→ **WRITTEN TASK 1**: In the smoker thread, which smoker does andre3k say they recently purchased?

→ **SOURCE**:
■ ■ ■ ■
# New Smoker <$1000



## raw10628 (May 23, 2004)

Looking to buy a new offset smoker for the backyard, but I'm looking to stay under $1,000. Can anyone recommend a good place to check out? I was originally just going to get the $400 Old Country from Academy, but figured I could spend a little more to get better quality.


----------



## oldpro (Jul 8, 2009)

Go to BBQ Pits by Klose. They are the best I have run across and they will build you what you want. You may have trouble staying under $1,000.


----------



## andre3k (Dec 3, 2012)

I know you're looking for an offset but I recently purchased a Kamado Big Joe ceramic smoker. Dont regret it one bit. It can smoke, sear steaks, and do pizzas. There isn't much fire tending either. I let mine go over night and it only varied by about 15 degrees.


----------



## dash8dvr (Jun 6, 2006)

Check out Lyfe Tyme pits. The larger HEBs sell them. They are about the only higher end line for that price point I can think of. 

Sent from my SPH-L900 using Tapatalk


----------



## Billphish (Apr 17, 2006)

*Yoder Smoker $899*


----------



## On The Hook (Feb 24, 2009)

Gator pits makes some nice pipe style pits, and they have a no frills economy line. Klose does makes nice pits as well. Whatever you buy, make sure its real pipe and not rolled sheet metal. Thicker pipe holds heat better and will last much longer than sheet metal.


----------



## Frontier21 (Apr 30, 2014)

dash8dvr said:


> Check out Lyfe Tyme pits. The larger HEBs sell them. They are about the only higher end line for that price point I can think of.
> 
> Sent from my SPH-L900 using Tapatalk


X2 might be a hair over $1k though. HEB next to me has them for 1300ish


----------



## steve holchak (May 18, 2012)

Place on hwy [email protected] road in richmond had some good ones years ago, if they are still there. Texas smokers I believe?
■ ■ ■ ■
→ **WRITTEN TASK 2**: Put only the stretch of the listing below, from the line that contains "FIND city skyline" through the line that contains "top-left (47, 30), bottom-right (163, 292)", into a numbered list, leaving out blank lines.

→ **ITEMS**:
■ ■ ■ ■
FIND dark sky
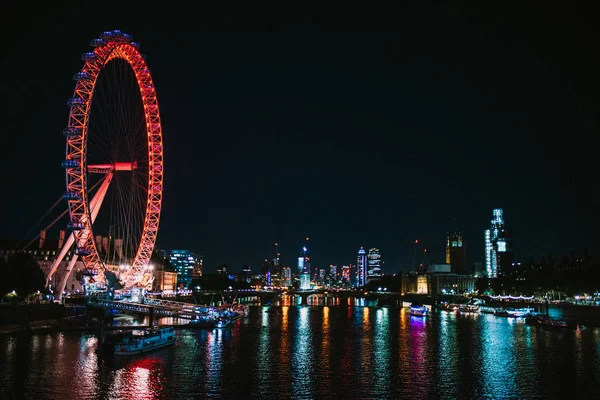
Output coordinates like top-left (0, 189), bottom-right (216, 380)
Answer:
top-left (0, 1), bottom-right (600, 272)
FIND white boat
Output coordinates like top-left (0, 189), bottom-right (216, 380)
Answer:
top-left (410, 305), bottom-right (429, 317)
top-left (459, 304), bottom-right (479, 313)
top-left (115, 327), bottom-right (175, 356)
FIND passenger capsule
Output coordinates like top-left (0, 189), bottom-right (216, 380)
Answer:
top-left (63, 192), bottom-right (81, 200)
top-left (62, 160), bottom-right (79, 168)
top-left (63, 128), bottom-right (81, 137)
top-left (67, 97), bottom-right (85, 107)
top-left (67, 222), bottom-right (85, 231)
top-left (73, 72), bottom-right (92, 81)
top-left (90, 38), bottom-right (106, 47)
top-left (81, 51), bottom-right (98, 61)
top-left (75, 247), bottom-right (92, 256)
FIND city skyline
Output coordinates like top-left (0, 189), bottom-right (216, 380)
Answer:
top-left (0, 4), bottom-right (600, 273)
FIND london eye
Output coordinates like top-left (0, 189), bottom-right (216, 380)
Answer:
top-left (47, 30), bottom-right (163, 292)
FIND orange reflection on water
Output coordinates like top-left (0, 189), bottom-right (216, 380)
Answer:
top-left (108, 357), bottom-right (165, 400)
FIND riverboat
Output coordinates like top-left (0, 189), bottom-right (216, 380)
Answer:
top-left (525, 315), bottom-right (569, 328)
top-left (115, 327), bottom-right (175, 356)
top-left (409, 305), bottom-right (429, 317)
top-left (494, 307), bottom-right (533, 318)
top-left (459, 304), bottom-right (479, 313)
top-left (188, 317), bottom-right (233, 328)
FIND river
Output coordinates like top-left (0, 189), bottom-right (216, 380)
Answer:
top-left (0, 304), bottom-right (600, 400)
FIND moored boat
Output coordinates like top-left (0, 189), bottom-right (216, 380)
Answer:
top-left (115, 327), bottom-right (175, 356)
top-left (525, 315), bottom-right (569, 328)
top-left (409, 305), bottom-right (429, 317)
top-left (494, 307), bottom-right (533, 318)
top-left (459, 304), bottom-right (479, 313)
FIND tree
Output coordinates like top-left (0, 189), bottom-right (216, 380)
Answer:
top-left (0, 252), bottom-right (46, 297)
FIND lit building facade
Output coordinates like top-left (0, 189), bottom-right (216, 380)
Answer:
top-left (356, 247), bottom-right (367, 287)
top-left (329, 265), bottom-right (337, 279)
top-left (342, 265), bottom-right (351, 283)
top-left (446, 232), bottom-right (468, 274)
top-left (367, 248), bottom-right (381, 283)
top-left (281, 267), bottom-right (292, 287)
top-left (485, 208), bottom-right (513, 278)
top-left (298, 246), bottom-right (311, 290)
top-left (162, 250), bottom-right (202, 289)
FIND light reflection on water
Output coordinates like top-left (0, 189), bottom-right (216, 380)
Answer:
top-left (0, 306), bottom-right (600, 400)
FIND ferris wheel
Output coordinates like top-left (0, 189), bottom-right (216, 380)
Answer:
top-left (47, 30), bottom-right (163, 293)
■ ■ ■ ■
→ **PROBLEM SOLUTION 1**: A Kamado Big Joe ceramic smoker.

→ **PROBLEM SOLUTION 2**:
1. FIND city skyline
2. Output coordinates like top-left (0, 189), bottom-right (216, 380)
3. Answer:
4. top-left (0, 4), bottom-right (600, 273)
5. FIND london eye
6. Output coordinates like top-left (0, 189), bottom-right (216, 380)
7. Answer:
8. top-left (47, 30), bottom-right (163, 292)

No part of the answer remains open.